CONSIGNE: Rédigez la suite du texte sur l'évasion fiscale en Europe, en partant de sa dernière phrase.

Évasion fiscale en Europe : une victoire au goût amer

10 juillet 2015
Dans une tribune publiée par Le Monde, Pascal DURAND revient sur les avancées en matière de justice fiscale obtenues par le Parlement européen. Pourtant, elles ont un prix, payé par les seules personnes poursuivies aujourd’hui en Europe : non les fraudeurs ni leurs complices, mais les lanceurs d’alerte qui ont permis de faire progresser la justice.
Parfois, même une belle victoire peut laisser un gout amer. L’amertume du temps perdu, celle des milliards détournés de budgets publics, mais aussi l’amertume du trop lourd tribut payé par les lanceurs d’alerte.

Aujourd’hui, le Parlement européen a décidé de mettre un frein à certaines pratiques fiscales des grands groupes, réalisées avec la complicité active de certains États européens. Il a décidé de rendre transparents les accords occultes passés avec les administrations fiscales et d’imposer pour chaque groupe de sociétés un reporting pays par pays sur les impôts payés et le chiffre d’affaires réalisé.

EXTRAITS DU LISTING:
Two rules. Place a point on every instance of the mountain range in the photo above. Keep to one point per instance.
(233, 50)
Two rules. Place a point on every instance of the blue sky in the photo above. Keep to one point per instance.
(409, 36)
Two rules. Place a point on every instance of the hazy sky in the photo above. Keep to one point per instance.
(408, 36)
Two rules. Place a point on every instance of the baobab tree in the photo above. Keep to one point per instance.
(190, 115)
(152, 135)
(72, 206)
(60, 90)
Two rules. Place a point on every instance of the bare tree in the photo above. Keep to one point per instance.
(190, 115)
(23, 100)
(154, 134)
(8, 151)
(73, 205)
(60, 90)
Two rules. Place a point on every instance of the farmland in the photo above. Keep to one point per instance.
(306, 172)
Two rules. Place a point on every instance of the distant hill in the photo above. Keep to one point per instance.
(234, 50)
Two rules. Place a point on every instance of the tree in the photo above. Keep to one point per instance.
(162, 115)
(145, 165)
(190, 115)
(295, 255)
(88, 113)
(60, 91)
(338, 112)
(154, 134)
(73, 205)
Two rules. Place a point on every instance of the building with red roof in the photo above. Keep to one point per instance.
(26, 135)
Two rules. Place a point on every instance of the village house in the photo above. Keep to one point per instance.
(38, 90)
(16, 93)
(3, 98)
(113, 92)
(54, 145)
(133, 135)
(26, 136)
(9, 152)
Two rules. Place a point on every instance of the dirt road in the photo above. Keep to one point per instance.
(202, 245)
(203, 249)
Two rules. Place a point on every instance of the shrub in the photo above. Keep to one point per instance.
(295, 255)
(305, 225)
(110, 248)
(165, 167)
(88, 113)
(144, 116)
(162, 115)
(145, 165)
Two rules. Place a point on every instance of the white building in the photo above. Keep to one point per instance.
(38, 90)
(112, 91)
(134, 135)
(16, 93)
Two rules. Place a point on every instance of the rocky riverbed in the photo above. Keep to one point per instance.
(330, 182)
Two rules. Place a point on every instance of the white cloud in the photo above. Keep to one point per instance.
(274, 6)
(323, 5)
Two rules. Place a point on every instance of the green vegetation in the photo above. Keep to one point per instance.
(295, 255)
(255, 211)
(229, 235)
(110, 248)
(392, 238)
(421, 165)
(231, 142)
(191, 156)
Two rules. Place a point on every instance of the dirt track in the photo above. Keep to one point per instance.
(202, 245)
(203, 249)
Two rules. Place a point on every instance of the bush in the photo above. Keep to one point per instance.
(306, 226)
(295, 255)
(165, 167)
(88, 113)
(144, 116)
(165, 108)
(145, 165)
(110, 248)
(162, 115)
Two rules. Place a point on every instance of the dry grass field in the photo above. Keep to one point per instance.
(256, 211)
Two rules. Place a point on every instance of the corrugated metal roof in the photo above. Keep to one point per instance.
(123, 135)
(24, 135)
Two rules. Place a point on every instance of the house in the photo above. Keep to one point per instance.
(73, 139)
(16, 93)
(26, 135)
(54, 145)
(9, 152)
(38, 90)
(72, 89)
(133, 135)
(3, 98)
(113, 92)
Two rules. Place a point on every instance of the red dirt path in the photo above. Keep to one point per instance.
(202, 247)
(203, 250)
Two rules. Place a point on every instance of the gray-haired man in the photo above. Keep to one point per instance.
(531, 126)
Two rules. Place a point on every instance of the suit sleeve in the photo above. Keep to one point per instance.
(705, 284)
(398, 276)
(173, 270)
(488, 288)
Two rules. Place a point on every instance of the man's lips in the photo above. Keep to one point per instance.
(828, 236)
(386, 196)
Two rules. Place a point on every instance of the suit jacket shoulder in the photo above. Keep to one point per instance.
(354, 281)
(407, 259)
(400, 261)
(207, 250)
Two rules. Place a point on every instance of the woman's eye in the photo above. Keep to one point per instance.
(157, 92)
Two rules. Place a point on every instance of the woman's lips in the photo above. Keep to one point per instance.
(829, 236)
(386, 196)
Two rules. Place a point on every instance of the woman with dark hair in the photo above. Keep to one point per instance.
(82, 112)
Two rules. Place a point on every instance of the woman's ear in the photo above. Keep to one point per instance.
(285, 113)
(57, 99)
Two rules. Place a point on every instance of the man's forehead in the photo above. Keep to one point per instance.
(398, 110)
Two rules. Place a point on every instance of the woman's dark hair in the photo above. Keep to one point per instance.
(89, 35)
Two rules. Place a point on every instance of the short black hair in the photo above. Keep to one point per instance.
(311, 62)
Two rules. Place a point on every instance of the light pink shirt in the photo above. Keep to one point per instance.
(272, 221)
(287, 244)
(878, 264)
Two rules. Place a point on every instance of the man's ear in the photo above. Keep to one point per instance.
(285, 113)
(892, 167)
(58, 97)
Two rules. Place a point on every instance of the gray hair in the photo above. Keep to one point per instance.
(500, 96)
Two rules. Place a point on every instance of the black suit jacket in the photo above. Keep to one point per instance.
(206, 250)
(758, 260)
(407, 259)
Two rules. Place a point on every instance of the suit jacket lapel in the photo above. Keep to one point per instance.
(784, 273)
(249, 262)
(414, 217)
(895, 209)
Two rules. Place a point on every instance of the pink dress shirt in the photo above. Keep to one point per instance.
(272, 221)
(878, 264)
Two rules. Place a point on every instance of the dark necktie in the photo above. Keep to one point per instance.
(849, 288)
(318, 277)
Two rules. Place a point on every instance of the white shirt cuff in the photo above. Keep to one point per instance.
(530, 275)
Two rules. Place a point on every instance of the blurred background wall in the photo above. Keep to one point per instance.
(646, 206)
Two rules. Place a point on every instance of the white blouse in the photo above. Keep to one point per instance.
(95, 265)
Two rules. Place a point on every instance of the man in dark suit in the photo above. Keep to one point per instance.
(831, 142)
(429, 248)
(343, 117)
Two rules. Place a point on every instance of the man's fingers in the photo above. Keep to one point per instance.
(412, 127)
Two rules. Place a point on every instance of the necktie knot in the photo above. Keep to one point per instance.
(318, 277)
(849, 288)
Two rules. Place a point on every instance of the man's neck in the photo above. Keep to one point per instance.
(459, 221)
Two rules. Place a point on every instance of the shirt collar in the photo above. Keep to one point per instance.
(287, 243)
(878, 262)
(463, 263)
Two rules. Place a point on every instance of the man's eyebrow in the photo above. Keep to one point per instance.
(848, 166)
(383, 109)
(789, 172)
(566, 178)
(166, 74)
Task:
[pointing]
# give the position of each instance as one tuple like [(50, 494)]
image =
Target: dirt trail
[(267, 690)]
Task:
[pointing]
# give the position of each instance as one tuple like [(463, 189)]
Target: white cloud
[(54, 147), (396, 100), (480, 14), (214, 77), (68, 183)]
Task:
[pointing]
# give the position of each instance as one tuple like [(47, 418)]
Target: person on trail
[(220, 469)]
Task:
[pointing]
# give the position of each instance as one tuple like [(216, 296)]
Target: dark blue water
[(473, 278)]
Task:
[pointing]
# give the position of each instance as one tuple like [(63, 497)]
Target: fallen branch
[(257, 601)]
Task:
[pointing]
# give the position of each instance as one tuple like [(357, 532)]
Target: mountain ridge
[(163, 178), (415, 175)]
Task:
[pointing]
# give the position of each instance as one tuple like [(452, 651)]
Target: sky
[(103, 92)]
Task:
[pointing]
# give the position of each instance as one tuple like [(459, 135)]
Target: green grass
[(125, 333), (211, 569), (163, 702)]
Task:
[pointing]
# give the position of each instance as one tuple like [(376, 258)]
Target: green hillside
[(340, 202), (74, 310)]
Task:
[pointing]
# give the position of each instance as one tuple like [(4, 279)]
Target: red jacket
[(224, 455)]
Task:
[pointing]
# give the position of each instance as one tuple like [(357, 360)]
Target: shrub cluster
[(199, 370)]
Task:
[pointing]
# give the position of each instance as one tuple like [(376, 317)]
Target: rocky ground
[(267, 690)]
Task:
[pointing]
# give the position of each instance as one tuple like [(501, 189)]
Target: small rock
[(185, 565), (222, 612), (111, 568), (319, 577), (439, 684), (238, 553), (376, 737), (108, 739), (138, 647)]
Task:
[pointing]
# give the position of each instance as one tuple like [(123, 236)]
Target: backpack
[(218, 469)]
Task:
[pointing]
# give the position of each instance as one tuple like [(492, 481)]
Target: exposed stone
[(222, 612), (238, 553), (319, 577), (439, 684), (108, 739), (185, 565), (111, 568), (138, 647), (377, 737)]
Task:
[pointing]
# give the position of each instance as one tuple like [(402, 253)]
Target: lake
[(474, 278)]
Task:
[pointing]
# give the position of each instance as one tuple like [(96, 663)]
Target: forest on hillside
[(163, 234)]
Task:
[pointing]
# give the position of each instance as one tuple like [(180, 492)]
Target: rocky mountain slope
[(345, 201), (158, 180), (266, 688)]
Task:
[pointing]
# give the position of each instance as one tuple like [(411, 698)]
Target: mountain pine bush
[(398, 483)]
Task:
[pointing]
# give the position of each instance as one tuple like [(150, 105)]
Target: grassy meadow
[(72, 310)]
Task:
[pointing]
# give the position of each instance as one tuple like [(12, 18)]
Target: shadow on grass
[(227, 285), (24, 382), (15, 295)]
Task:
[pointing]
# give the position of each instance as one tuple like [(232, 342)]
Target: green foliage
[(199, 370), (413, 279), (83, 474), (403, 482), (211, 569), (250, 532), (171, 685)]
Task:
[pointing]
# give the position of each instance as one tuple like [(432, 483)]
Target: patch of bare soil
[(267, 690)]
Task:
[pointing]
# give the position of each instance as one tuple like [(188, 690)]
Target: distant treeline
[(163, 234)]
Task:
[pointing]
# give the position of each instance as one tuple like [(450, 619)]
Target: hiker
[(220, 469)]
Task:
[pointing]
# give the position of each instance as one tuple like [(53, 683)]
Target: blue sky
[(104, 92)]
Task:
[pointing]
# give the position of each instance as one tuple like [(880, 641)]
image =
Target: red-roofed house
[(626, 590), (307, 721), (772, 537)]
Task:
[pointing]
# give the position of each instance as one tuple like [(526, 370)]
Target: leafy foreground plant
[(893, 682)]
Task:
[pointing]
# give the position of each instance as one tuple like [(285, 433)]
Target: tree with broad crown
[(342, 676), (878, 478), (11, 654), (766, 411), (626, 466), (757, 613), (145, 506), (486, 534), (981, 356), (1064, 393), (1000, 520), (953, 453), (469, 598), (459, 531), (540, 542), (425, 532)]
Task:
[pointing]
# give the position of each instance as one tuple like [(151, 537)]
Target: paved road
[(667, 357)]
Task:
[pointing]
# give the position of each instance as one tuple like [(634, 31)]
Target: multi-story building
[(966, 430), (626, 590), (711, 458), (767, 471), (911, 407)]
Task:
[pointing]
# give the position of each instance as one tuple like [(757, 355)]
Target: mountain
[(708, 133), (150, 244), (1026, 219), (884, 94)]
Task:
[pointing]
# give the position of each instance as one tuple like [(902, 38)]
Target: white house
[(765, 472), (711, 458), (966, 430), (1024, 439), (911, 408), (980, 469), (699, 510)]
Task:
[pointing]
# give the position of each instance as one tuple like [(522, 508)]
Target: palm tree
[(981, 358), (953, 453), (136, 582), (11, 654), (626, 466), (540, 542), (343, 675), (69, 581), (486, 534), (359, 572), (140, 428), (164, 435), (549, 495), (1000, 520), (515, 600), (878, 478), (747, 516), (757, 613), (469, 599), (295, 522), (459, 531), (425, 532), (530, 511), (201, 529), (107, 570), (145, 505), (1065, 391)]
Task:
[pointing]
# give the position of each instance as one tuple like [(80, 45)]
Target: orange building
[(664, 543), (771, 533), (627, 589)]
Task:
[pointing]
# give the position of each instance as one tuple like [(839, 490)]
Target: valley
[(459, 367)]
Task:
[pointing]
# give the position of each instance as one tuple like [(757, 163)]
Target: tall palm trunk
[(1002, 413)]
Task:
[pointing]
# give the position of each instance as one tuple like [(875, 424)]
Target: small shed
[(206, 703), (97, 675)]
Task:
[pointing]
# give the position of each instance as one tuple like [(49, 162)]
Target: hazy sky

RÉPONSE ATTENDUE:
Cela faisait des années que les écologistes se battaient pour obtenir ces informations que les multinationales se refusaient à communiquer au nom de leur compétitivité, quand ça n’était pas au nom du secret d’affaires.

Cette transparence est pourtant le seul moyen de lutter efficacement contre un système inique où les plus gros payent les impôts qu’ils veulent là où ils veulent pendant que l’écrasante majorité des entreprises, PME, TPE, artisans, professions libérales, payent les leurs là où ils travaillent.

Cette atteinte à l’équité était d’autant plus scandaleuse que ces sommes faisaient défaut à des États tenus de respecter des critères d’équilibre budgétaire et contraints de réduire, parfois drastiquement, à un coût social insupportable, leurs dépenses publiques.

Quelle fut donc la raison de ce retournement du Parlement européen ?

Le courage ! Malheureusement, pas celui des dirigeants européens, mais celui de simples citoyens, des lanceurs d’alerte qui, bravant les risques de poursuites, ont jeté la lumière sur l’ampleur des sommes détournées des caisses publiques et sur le caractère dérisoire des impôts payés, parfois inférieurs à 1 %.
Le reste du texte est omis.